▸ GIVEN REQUEST: Restate, word for word, every line of the data.
#####
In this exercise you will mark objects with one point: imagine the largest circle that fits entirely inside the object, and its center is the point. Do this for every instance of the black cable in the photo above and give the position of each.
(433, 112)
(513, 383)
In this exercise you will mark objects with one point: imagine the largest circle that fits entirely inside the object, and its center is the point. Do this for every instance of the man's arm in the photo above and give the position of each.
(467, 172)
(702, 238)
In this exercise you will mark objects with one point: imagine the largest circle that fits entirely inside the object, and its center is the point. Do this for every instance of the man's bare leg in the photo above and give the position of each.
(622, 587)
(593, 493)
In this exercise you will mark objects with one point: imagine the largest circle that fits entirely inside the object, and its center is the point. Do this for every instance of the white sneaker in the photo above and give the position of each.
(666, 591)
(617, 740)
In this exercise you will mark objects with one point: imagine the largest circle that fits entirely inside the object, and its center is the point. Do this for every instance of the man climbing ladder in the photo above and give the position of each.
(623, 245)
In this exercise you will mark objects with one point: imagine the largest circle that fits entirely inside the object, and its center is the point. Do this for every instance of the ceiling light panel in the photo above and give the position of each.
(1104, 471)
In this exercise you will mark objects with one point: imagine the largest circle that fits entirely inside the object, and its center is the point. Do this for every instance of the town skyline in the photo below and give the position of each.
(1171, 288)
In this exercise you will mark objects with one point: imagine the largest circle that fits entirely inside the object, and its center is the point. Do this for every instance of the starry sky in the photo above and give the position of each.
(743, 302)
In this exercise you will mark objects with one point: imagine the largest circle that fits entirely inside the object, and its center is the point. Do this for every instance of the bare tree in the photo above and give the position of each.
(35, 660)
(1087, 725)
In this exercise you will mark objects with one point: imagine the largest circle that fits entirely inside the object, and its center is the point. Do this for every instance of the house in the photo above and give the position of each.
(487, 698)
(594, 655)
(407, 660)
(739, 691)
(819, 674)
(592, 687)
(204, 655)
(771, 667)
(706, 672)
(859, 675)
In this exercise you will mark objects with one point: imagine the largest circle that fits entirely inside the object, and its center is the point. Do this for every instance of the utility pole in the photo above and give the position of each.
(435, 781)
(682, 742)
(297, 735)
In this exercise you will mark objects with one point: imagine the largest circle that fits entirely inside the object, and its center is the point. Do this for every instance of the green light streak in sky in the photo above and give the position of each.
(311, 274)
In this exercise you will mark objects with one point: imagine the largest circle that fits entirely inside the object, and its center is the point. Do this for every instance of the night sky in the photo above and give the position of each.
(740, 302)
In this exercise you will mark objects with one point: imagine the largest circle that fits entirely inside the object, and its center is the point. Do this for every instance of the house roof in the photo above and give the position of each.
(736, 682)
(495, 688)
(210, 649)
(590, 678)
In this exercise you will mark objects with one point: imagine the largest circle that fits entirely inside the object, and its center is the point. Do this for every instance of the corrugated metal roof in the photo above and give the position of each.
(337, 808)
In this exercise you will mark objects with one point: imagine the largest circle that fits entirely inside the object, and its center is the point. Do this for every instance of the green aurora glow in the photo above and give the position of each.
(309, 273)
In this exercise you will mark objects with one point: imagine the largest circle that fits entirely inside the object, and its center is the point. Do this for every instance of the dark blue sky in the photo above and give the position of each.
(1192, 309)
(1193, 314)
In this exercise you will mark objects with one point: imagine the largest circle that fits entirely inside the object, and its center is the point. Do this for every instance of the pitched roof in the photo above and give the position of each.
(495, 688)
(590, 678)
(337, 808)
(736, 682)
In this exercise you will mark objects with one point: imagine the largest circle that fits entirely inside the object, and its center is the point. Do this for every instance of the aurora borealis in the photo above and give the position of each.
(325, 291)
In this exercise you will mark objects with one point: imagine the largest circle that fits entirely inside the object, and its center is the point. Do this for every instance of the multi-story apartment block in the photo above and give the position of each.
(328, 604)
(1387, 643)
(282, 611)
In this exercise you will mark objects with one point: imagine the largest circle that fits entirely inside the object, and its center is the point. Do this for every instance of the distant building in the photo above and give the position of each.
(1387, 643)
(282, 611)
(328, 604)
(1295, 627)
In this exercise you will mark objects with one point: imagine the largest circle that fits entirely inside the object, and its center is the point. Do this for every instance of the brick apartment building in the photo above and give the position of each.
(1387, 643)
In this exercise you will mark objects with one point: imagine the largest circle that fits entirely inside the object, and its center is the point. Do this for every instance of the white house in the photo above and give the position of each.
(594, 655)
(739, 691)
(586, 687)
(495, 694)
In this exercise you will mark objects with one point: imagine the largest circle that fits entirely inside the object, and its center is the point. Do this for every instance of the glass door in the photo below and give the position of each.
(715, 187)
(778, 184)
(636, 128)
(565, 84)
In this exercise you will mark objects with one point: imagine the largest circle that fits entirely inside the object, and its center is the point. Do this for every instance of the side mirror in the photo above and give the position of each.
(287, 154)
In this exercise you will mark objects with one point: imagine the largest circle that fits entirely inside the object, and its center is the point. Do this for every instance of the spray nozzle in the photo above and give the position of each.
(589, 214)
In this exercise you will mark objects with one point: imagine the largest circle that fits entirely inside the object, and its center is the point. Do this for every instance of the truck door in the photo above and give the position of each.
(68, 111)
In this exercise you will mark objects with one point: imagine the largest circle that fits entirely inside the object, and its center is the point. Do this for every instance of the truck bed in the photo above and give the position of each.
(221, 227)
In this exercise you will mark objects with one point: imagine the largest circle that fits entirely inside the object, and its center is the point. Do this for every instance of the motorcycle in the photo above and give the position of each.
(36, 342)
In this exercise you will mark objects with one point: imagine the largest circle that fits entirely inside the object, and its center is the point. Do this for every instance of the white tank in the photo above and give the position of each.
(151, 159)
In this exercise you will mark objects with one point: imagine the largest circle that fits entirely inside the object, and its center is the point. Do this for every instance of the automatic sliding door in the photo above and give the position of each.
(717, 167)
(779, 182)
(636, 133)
#####
▸ FULL ANSWER:
In this exercise you will mark objects with one point: imagine the largest circle that fits entirely inside the object, and its center is the point. Do this for every instance of the black cable in the photo above and give the position of each.
(433, 112)
(513, 383)
In this exercise you will mark objects with one point: imagine the largest circle that fits entirely inside the object, and its center is the point. Do this for every instance of the man's arm in the photo above and give the position of each.
(467, 172)
(702, 238)
In this exercise you will mark objects with one point: imagine the largest circle that fits entirely inside the object, and its center is the point. Do this for every instance of the man's bare leg in the photo above and give the position of each.
(622, 587)
(593, 493)
In this exercise you will mark objects with one point: imagine the largest circle that fits entirely inside the object, and its center is the point. Do this for every instance of the white sneaker in the photo above and give the position of each.
(666, 591)
(617, 740)
In this exercise you will mark objects with one point: imagine the largest circle that fits entirely inside the object, and its center is the point. Do this for every instance of the man climbing ladder in the photo above and give the position of each.
(623, 245)
In this exercise you will mark objects with one point: imagine the largest circle that fits entirely inside the object, and its center is the point. Do this for every instance of the ceiling light panel in the photo above and give the position of each.
(1104, 471)
In this exercise you will mark objects with one point: imagine the largest circle that fits entirely inside the object, and its center is the point. Do this for every instance of the town skyline in the photo below and give the position of each.
(1171, 288)
In this exercise you will mark objects with one point: imagine the largest circle that fits entirely inside the object, and its center is the point. Do this for every instance of the starry sky in the photo above and give the position of each.
(743, 302)
In this exercise you will mark objects with one point: imagine the largest circle that fits entirely inside the object, and its center is the point. Do this for every instance of the bare tree in the photo above and give the position of each.
(35, 660)
(1087, 725)
In this exercise you will mark objects with one point: imagine the largest circle that fits entirely inside the object, and its center is the point. Do this for every instance of the house in the photo above and give the position of each.
(487, 698)
(594, 655)
(407, 660)
(739, 691)
(819, 674)
(592, 687)
(204, 655)
(771, 667)
(706, 672)
(859, 675)
In this exercise you will mark objects with one point: imagine the largest circle that fits entirely inside the object, and its center is the point. Do this for every instance of the utility pole in the photo above and give the position of each.
(435, 781)
(682, 742)
(297, 735)
In this exercise you will mark objects with one point: imagine the largest circle that fits entirely inside the object, and its center is the point. Do this for every instance of the green light streak in sky in the photo above and give the position of each.
(311, 274)
In this exercise you will mark objects with one point: imagine the largest circle that fits entirely inside the object, and its center is the point. Do this for every instance of the night sky in the photo above and give the position of each.
(740, 302)
In this exercise you will mark objects with one point: imagine the largest circle that fits entirely inside the object, and its center is the point. Do this for every instance of the house roof in the photo above and give the position of each.
(736, 682)
(495, 688)
(210, 649)
(590, 678)
In this exercise you will mark objects with one point: imagine the largest circle that fits entirely inside the object, and its center is the point. Do this for every instance of the corrugated metal roof in the photo above and give the position of each.
(337, 808)
In this exercise you will mark objects with one point: imagine the largest circle that fits entirely inside the object, and its center is the point. Do this for every instance of the green aurora glow in the photo above and give the position of each.
(309, 273)
In this exercise you will mark objects with one point: imagine the largest circle that fits entirely inside the object, and its center is the point. Do this for every instance of the dark blue sky in the photo above and give the position of each.
(1192, 309)
(1193, 314)
In this exercise you will mark objects with one point: imagine the largest circle that fits entirely inside the object, and its center is the point. Do this for every instance of the pitched roof in the photo above and give the position of each.
(495, 688)
(590, 678)
(337, 808)
(736, 682)
In this exercise you will mark objects with one point: imagine the largest circle that fits entirely inside the object, and its center is the point. Do this for every instance of the aurora borealis in the photo above and give the position of each.
(325, 291)
In this exercise you will mark objects with one point: imagine the largest circle that fits entirely inside the object, and its center is the point. Do this for every instance of the multi-story apartment block in the photo above and give the position of each.
(328, 604)
(1387, 643)
(282, 611)
In this exercise you will mark objects with one point: imagine the largest circle that fits entirely inside the object, and its center is the point. Do this for every instance of the distant building in the photo above and give the position of each.
(1387, 643)
(282, 611)
(328, 604)
(1295, 627)
In this exercise you will mark objects with one point: imagine the largest circle that fits entirely inside the object, and its center is the point. Do this for every instance of the brick apartment building in the photo above and give the position of each.
(1387, 643)
In this exercise you will mark objects with one point: imagine the largest circle that fits entirely inside the object, and its center is the point. Do this for every instance of the white house in the photo above and give the position of each.
(594, 655)
(739, 691)
(586, 687)
(495, 694)
In this exercise you will mark objects with one point: imagine the largest circle that fits entirely inside the object, and its center is the point. Do this for every instance of the glass door in the photo below and give the position of each.
(715, 187)
(778, 184)
(636, 128)
(565, 84)
In this exercise you will mark objects with one point: imagine the largest circle that fits entirely inside the object, and its center is the point. Do this for every instance of the side mirror in the photo above and give the position of each.
(287, 154)
In this exercise you will mark objects with one point: imagine the largest circle that fits entirely inside the object, and its center is the point. Do this for every instance of the spray nozzle in the photo above and give the position of each.
(589, 214)
In this exercise you will mark objects with one point: imagine the largest circle that fits entirely inside the object, and its center is the point. Do this for every instance of the truck door in the photo above and give the position of each.
(68, 111)
In this exercise you will mark objects with one point: imagine the largest circle that fits entirely inside the object, and its center is the point. Do this for every instance of the truck bed in the photo above and give the position of each.
(221, 227)
In this exercise you will mark objects with one point: imagine the largest circle that fits entirely inside the object, and its center is the point. Do this for every instance of the motorcycle in the photo above and give the position of each.
(36, 342)
In this exercise you will mark objects with one point: imagine the largest circle that fits entirely inside the object, and its center is the point. Do this for every instance of the white tank in the photo above and give the position of each.
(151, 159)
In this exercise you will mark objects with one point: imagine the largest circle that fits entirely inside the object, and its center is the point. Do this for every instance of the automatic sliding door in the photo above and give the position of each.
(717, 167)
(779, 182)
(636, 133)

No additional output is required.